*** Source data

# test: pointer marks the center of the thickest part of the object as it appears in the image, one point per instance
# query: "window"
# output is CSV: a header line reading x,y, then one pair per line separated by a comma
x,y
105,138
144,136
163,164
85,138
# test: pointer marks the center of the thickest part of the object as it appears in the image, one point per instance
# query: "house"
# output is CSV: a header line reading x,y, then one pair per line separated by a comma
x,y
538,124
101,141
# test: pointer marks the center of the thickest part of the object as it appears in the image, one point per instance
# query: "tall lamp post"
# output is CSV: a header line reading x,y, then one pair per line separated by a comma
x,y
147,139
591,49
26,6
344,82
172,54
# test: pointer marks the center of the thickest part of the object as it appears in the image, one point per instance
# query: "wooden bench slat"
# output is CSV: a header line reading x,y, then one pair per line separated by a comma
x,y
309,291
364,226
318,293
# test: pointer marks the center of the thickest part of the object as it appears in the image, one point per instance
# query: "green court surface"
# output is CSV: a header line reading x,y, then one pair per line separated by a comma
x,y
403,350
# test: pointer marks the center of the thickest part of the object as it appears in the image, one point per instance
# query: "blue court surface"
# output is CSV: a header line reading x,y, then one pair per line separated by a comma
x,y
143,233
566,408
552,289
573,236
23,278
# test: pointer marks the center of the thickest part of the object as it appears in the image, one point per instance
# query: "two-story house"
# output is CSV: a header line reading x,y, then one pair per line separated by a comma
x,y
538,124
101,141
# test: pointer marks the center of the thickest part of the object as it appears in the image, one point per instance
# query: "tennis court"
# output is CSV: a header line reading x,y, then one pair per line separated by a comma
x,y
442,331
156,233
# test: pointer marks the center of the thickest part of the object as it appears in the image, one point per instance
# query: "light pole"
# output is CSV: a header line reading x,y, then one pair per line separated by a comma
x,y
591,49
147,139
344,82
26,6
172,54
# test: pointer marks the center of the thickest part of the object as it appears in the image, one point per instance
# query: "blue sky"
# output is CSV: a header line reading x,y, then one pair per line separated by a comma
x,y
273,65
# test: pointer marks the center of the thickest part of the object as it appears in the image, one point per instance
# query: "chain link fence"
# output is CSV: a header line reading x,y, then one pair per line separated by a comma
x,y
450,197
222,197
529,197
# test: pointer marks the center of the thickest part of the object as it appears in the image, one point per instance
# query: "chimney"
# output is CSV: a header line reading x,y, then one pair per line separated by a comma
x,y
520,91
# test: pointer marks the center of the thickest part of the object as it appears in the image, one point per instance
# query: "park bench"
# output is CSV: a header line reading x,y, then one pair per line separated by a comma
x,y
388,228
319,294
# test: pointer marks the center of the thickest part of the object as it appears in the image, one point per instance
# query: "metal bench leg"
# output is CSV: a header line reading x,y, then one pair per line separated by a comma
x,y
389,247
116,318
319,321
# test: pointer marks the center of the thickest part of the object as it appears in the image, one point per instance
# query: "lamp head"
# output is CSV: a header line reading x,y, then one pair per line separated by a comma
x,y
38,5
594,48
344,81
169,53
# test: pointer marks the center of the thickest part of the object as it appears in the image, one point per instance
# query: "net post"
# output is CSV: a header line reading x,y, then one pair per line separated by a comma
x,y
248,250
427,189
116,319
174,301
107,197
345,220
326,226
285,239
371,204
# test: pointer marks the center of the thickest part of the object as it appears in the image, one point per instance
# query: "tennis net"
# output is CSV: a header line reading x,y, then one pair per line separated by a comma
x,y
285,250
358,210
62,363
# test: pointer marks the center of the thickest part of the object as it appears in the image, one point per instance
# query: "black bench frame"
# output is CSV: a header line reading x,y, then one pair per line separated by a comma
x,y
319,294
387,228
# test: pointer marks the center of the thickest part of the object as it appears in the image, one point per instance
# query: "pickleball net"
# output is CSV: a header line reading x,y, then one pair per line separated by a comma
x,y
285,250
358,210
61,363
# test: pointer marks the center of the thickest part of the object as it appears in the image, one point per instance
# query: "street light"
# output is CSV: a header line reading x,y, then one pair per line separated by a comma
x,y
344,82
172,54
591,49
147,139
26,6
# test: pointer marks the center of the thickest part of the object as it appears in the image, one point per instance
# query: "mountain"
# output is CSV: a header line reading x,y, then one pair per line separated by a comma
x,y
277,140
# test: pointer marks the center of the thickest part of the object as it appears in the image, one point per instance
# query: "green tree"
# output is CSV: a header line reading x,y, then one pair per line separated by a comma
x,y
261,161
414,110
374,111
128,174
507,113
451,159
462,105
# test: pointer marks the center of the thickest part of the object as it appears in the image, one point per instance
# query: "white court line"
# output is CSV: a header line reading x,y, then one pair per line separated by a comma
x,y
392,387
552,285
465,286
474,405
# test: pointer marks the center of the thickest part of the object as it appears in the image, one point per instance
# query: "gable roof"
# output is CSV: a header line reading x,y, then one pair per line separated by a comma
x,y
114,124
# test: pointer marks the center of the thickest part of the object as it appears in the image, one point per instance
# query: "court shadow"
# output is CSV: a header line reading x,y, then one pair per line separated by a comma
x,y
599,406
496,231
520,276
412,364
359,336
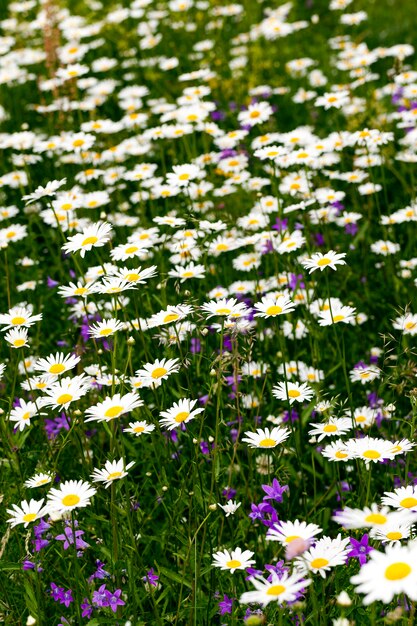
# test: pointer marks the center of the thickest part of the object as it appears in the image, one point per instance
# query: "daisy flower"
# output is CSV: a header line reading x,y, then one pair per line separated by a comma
x,y
273,306
285,532
155,372
364,374
388,573
57,364
70,495
292,392
280,588
78,290
105,328
265,438
337,451
139,428
38,480
67,390
333,100
337,314
113,470
93,236
335,426
181,412
17,337
319,261
230,508
19,316
324,555
185,272
392,532
401,498
224,307
182,175
23,413
233,560
170,315
114,407
370,449
27,512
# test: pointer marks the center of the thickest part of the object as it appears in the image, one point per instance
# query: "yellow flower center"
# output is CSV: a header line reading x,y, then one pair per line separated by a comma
x,y
291,538
408,503
371,454
57,368
318,563
275,590
324,261
397,571
159,372
114,475
394,536
114,411
71,499
171,317
267,443
89,241
273,310
132,277
376,518
64,398
18,320
181,417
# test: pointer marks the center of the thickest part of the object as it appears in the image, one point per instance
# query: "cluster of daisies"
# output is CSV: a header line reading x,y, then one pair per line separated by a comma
x,y
192,286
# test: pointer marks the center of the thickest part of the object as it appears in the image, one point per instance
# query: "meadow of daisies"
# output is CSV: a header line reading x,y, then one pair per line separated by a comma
x,y
208,313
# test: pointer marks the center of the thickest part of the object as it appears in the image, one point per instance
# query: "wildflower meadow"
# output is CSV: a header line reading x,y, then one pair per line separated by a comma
x,y
208,313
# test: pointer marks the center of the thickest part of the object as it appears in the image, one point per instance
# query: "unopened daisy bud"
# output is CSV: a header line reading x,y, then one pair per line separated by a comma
x,y
296,547
343,599
394,616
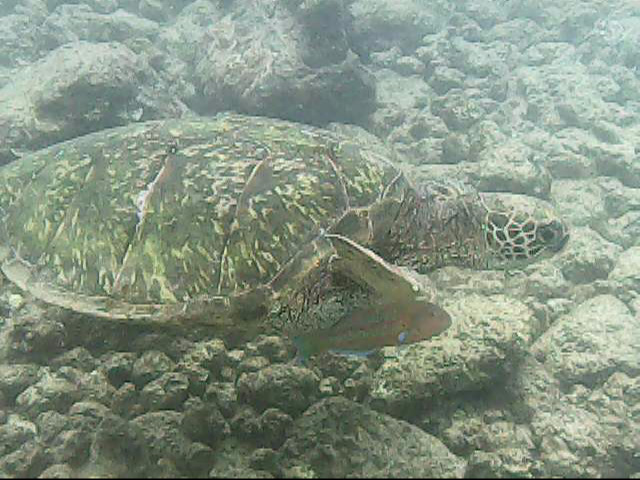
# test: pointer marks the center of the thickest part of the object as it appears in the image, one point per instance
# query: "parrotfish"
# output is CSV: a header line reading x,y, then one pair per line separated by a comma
x,y
369,328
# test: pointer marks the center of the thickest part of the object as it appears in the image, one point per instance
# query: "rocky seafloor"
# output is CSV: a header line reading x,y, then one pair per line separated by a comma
x,y
539,374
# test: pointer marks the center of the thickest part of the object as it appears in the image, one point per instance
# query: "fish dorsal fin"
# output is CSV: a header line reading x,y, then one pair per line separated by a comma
x,y
367,267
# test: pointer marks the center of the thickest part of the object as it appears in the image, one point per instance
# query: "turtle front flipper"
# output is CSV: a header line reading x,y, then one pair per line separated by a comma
x,y
366,267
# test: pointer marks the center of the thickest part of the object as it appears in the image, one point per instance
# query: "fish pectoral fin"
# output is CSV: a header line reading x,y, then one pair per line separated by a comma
x,y
367,267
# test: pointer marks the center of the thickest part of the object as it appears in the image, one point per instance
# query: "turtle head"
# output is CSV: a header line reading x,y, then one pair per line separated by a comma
x,y
519,230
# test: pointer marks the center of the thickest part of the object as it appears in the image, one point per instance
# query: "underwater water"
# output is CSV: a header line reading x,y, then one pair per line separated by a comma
x,y
319,238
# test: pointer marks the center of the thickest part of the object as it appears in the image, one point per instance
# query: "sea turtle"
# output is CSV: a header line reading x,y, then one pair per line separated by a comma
x,y
218,220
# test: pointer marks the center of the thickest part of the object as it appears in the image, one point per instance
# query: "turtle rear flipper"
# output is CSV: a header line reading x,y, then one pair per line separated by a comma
x,y
366,267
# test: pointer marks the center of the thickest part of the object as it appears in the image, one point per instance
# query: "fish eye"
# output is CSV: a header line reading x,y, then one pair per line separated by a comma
x,y
548,232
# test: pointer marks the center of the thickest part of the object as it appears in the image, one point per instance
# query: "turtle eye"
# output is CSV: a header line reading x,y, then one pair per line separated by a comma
x,y
554,235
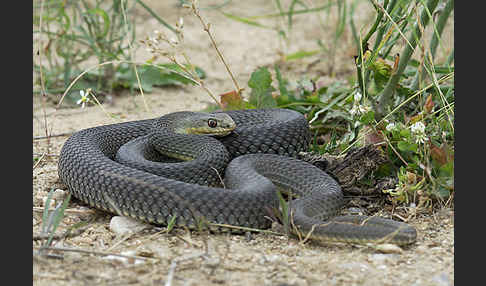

******

- _Task brief_
What is needed is every line from the data above that includes the string "flipper", copied out.

- _Exercise solution_
# query: "turtle front flipper"
# query: "turtle rear flipper"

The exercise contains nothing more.